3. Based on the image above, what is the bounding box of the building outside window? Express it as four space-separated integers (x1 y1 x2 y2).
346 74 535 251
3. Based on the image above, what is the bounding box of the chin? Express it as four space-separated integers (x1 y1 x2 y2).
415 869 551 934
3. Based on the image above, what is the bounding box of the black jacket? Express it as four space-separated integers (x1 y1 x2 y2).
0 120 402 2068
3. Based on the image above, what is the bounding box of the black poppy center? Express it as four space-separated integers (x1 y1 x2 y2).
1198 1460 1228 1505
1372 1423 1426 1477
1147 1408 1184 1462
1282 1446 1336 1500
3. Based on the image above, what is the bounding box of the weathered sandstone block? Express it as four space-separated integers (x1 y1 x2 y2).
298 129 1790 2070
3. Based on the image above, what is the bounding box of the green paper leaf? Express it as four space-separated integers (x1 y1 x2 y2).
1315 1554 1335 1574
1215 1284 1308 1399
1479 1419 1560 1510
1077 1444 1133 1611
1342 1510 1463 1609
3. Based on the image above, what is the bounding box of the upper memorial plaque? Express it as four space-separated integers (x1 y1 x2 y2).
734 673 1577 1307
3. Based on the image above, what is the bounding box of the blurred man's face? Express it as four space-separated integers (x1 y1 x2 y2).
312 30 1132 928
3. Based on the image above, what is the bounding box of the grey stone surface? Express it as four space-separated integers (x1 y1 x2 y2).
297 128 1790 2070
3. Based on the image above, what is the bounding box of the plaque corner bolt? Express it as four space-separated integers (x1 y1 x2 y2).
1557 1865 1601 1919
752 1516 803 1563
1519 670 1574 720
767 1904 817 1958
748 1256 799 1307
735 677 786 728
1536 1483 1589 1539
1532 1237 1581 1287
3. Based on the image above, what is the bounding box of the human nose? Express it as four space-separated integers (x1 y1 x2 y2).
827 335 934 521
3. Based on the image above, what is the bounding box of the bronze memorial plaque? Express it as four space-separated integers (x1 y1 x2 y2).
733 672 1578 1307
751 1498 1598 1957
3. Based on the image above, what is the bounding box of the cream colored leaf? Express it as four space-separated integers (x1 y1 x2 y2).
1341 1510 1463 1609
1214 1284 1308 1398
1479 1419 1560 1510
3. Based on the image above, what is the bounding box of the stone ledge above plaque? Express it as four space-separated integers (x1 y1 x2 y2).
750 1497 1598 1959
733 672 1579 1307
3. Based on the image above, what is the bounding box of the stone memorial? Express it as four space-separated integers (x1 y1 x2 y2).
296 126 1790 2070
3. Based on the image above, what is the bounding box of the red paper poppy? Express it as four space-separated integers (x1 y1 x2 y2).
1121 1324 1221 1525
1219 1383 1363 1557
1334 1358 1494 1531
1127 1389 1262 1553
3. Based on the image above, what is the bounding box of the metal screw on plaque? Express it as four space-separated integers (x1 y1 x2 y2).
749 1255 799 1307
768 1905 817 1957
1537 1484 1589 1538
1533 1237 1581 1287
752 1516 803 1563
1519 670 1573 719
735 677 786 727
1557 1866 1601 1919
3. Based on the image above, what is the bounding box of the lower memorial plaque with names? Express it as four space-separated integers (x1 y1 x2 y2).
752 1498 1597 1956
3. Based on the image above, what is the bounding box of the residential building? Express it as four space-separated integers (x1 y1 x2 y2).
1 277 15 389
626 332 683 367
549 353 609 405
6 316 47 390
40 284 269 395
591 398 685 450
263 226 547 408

----------

— WHAT NEEDS TO BE DONE —
Output exactly the lines between the one containing "the stone memorial?" and the final line above, both inclusive.

— TASK OUTPUT —
3. Based on the image above, what is the bounding box of the stone memorial? Express it as four space-separated integers (x1 y1 x2 y2).
296 126 1790 2070
3. Based on the image above, what is the bounding box of the red paper poppy? Express it as four space-separated integers (x1 y1 x2 y2).
1121 1324 1221 1525
1219 1383 1363 1557
1334 1358 1494 1531
1127 1389 1262 1553
3. Based on the image above, what is the bounding box of the metal screw on plaque? Express it as four space-separated integers (x1 y1 x2 y2).
749 1255 799 1307
768 1905 817 1957
1537 1484 1589 1538
1533 1237 1581 1287
752 1516 803 1563
1519 670 1573 719
735 677 786 727
1557 1866 1601 1919
3. Based on the image above, what is the bounding box of the lower memorial plaque with names? Express it as four space-separated integers (x1 y1 x2 y2).
752 1498 1597 1956
3. Based on the image above, what is the bounding box of the residential building? Express it as four space-separated integers (x1 y1 x2 y2).
1 277 15 389
626 332 683 367
549 353 609 405
6 316 47 390
40 284 269 395
591 398 685 450
263 226 547 408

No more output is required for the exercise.